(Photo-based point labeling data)
▼
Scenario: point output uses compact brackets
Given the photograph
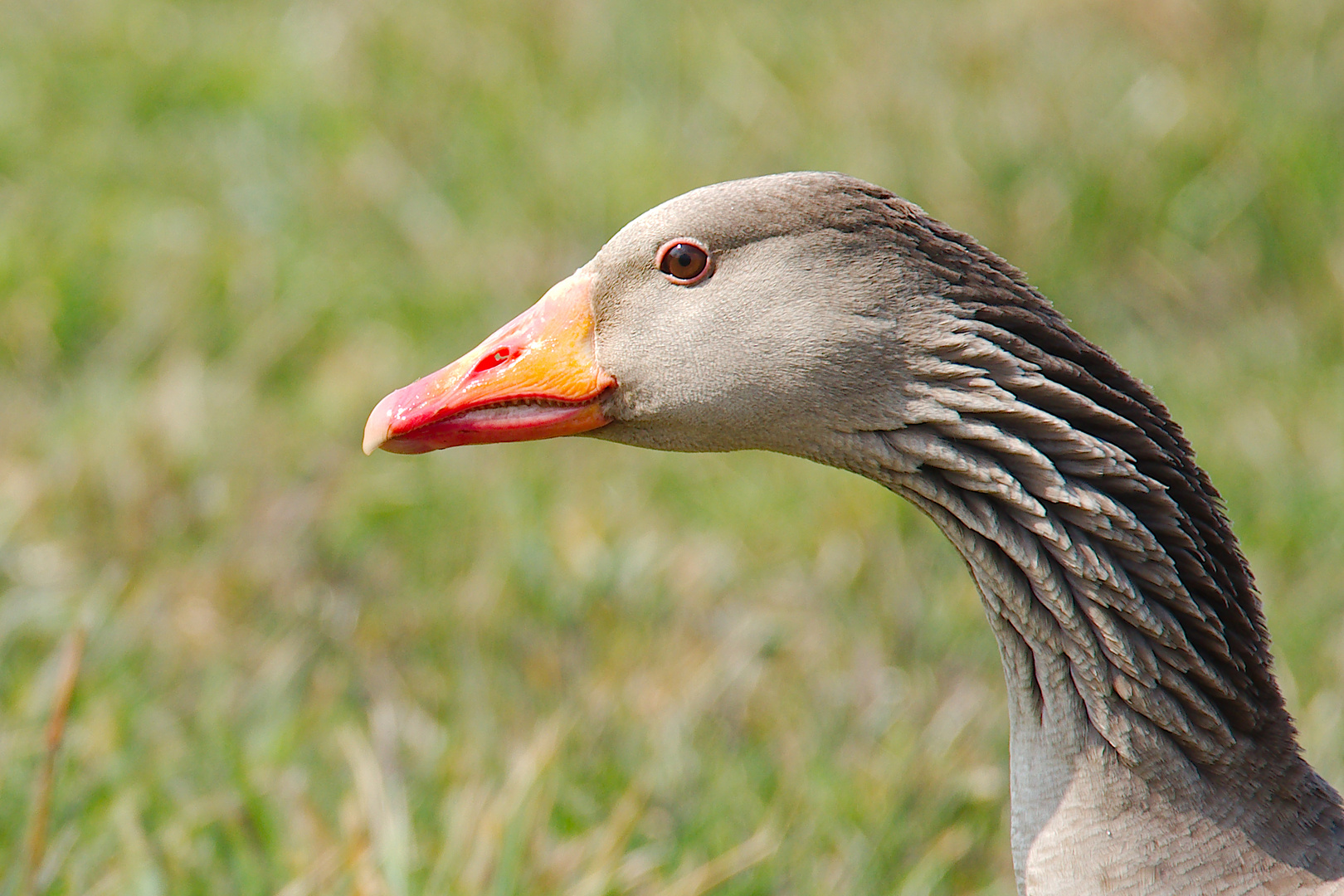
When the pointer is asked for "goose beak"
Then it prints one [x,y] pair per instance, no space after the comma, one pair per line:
[533,379]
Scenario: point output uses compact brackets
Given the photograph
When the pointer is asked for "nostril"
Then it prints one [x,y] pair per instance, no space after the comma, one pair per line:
[496,358]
▲
WRITTEN TASK.
Leave the images out and output the remaining material exactly as it stands.

SOLUTION FOR THIS TASK.
Scenario: point output uses compact brackets
Given the photograph
When the pointer is asked for "goose beak"
Then it prints one [x,y] pair per instance, no space after the comma, one pair per line:
[533,379]
Scenario: point output uses compact brackets
Given the photograph
When the pointer is asked for "nostril"
Then it prints one [x,y] pair per instance, no space after the comma, one pair per line:
[496,358]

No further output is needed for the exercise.